-------- PROVIDED PASSAGE --------

Now I don’t know if the current proposals will work or not. But this is how we obtained economic success in the past. It’s not impossible.

Show me how it helped in the past.

I am against the government wasting time with “job creation” incentives, the rest of your claim on my stance is a strawman.

Show me where “Government jobs programs is not to be the long term producer of jobs. It is to stimulate economic activity”

That is the evidence I have been asking for, no one has given a single cite for a program that was created to “stimulate economic activity” with evidence that it produces jobs.

I have given cites that show that the success of said programs is minimal.

I would rather we fund education, science and infrastructure vs waste money on tax breaks and or incentives (same in my mind) that only appear to help political election campaigns.

rat avatar, the Hoover Dam was cited before. You don’t accept it. But you sound ridiculous trying to claim that the Hoover Dam did not stimulate economic activity. There is an enormous amount of industry made possible by the electricity and controlled water supply it provides. Municipalities depend on it to exist to supply that industry, and there is all the activity that grows from the existence of these industries and populations. That’s what economic activity is, and when you pay people to be productive, by definition you are creating economic activity. Again, that is not a guarantee of a net gain. But your argument requiring a higher level proof that the government can stimulate the economy through jobs programs is ludicrous. If you can demonstrate that any particular proposal would not result in a net gain, go for it. It shouldn’t be hard, our representatives are mostly crooks who make decisions based on personal gain, so many government programs are doomed to failure anyway. But that does not make it impossible to stimulate the economy through government programs.

-------- INFORMATION SUPPLIED --------

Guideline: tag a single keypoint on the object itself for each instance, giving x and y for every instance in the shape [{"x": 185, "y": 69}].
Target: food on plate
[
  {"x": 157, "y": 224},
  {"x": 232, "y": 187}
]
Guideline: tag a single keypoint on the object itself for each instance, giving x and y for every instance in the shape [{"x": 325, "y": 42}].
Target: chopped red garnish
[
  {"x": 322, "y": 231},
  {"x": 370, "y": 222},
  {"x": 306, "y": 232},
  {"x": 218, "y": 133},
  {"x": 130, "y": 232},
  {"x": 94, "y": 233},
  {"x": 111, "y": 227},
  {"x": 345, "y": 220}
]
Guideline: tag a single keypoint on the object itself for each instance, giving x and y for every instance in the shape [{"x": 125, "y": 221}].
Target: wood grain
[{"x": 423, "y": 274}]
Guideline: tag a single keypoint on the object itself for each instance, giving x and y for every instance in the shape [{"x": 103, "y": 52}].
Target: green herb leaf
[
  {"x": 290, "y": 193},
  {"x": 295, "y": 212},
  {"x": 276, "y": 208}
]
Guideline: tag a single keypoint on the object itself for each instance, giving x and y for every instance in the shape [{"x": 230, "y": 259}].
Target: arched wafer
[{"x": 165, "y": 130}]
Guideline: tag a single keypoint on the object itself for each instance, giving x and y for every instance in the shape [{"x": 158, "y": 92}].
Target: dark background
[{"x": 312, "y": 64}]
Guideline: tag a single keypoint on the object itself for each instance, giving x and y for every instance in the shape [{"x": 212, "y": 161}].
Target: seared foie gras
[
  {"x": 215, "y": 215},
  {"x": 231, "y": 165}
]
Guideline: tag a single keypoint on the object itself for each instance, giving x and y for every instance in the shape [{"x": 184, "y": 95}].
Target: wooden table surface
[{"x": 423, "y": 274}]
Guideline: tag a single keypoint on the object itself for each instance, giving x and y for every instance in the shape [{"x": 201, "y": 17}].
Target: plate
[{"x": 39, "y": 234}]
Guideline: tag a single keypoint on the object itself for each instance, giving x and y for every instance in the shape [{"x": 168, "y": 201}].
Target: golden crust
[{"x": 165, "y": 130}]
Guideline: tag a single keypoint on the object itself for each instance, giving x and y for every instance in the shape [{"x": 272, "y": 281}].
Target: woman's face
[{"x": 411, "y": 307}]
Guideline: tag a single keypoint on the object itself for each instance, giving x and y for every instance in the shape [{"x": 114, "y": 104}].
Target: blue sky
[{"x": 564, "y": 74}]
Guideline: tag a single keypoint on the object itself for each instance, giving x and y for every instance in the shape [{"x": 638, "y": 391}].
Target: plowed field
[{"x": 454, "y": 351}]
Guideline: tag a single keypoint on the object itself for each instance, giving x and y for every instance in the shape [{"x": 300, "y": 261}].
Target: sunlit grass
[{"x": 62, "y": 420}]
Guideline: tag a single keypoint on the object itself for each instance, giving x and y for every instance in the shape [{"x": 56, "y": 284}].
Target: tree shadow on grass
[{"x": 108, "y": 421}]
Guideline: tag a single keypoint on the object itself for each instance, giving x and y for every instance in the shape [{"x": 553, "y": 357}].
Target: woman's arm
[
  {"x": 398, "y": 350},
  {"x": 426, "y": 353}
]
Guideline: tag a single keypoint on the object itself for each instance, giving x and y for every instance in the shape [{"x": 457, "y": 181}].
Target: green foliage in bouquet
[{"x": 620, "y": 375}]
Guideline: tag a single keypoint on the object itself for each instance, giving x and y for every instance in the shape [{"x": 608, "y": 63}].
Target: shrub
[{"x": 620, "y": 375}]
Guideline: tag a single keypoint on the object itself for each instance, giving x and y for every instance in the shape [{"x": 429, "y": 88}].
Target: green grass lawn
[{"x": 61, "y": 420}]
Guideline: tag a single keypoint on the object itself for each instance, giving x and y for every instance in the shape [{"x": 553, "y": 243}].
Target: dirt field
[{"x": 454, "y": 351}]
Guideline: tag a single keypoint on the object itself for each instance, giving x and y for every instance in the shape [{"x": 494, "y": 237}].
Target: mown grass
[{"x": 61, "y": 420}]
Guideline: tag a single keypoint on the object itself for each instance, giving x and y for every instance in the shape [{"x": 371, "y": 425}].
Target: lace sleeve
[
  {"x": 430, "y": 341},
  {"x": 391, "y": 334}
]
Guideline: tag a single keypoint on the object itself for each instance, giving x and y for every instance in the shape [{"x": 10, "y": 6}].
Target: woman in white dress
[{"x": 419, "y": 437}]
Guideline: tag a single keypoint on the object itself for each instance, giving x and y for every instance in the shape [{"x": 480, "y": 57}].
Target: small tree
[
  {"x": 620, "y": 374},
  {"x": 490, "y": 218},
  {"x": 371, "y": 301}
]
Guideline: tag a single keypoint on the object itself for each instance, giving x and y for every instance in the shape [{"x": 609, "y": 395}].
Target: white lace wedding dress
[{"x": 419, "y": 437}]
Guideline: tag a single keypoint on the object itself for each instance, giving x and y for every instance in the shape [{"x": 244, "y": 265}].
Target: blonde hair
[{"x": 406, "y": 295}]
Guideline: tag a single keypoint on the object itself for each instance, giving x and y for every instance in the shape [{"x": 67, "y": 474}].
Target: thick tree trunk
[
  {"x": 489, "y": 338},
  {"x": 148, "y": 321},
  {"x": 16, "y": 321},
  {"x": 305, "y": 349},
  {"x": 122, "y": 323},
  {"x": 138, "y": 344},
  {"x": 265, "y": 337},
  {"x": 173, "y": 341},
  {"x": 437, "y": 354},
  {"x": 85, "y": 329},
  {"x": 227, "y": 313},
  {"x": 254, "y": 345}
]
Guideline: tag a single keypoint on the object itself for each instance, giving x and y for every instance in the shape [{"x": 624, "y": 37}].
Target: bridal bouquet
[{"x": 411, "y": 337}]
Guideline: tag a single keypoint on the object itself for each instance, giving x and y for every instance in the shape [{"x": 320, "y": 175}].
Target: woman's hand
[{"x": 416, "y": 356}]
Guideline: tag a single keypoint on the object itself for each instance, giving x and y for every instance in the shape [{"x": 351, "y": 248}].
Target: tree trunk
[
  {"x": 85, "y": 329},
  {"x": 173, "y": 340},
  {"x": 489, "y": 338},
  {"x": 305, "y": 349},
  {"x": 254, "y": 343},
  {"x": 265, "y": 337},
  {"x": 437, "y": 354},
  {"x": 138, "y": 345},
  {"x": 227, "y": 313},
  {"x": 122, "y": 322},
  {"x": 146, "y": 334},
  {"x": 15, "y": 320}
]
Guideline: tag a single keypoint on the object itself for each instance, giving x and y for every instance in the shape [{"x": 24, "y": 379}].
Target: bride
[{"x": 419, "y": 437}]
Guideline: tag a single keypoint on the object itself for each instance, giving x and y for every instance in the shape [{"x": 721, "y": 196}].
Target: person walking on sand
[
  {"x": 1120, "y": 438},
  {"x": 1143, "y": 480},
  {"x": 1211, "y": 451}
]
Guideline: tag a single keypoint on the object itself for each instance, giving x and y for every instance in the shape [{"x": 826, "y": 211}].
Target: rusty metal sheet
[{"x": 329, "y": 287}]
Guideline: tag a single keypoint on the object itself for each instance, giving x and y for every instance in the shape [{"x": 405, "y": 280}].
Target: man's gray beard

--------

### PROBLEM A
In the debate about government jobs programs, name every area that one writer would rather fund than spend money on tax breaks or incentives.
### PROBLEM B
Pick up the debate about government jobs programs after its last sentence and keep it going.
The items have no connection to the debate about government jobs programs.

### EXERCISE RESULT A
Education, science and infrastructure.

### EXERCISE RESULT B
I do not require a higher level of proof, I am asking for ANY evidence that monetary incentives create jobs.

Do not rephrase my argument in any other way.

hoover dam would need to be an entire new thread, I am sure lots of people benefited from it but I have serious issues with it due to environmental concerns.

I have already conceded infrastructure is a good investment, I argued the 5000 or so BELOW min wage jobs (corrected for inflation) that the project did little to help those “workers”
So you can berate me, but it appears that no one has any evidence (I never said proof BTW) that these employment incentive tax breaks will do anything but reduce our tax revenue and LIMIT our ability to do projects that do create jobs.

The evidence is that although firms do hire people and claim the incentives they were typically planning on hiring anyway. So why not maintain a higher level of government services and a higher tax intake if you do believe that projects like hoover dam add jobs.

It is an odd thing, debating “liberals” who are supporting Trickle-down economics just because their guy is proposing it.

Your environmental concerns have nothing to do with the fact that the federal government can and does stimulate the economy by creating jobs through spending on infrastructure projects like Hoover Dam and the interstate highway system.

Roberts Rules of Order is a guide to running meetings, not debates.
Lincoln-Douglas debate format is mainly used by high schools, and is not really used here on the SDMB.

Being “rude” is also forbidden in this particular forum (Great Debates). If you feel that I have been rude to you, I invite you to click “report this post”, and have the moderators adjudicate on your behalf.

No, a red herring is a tactic designed to distract attention away from the original point. My point was on topic.

And who is Ignoratio Elenchi? Is he Cecil’s Valdemoort?

Trickle up. Hiring people to do infrastructure work is putting money in the hands of workers. The very people who spend, thereby generating demand.
Trickle down is cutting taxes for the wealthy with a dream that they will for some unknown reason, start hiring people. Both claim they will increase demand. But tax cuts to the wealthy do not. Thirty years of proof is there to see.
The infrastructure work should be done only by American workers with American products to maximize the economic benefits. I guarantee the Chinese would scream if we did that. I guarantee the companies would want to buy cheaper foreign products to increase their profits.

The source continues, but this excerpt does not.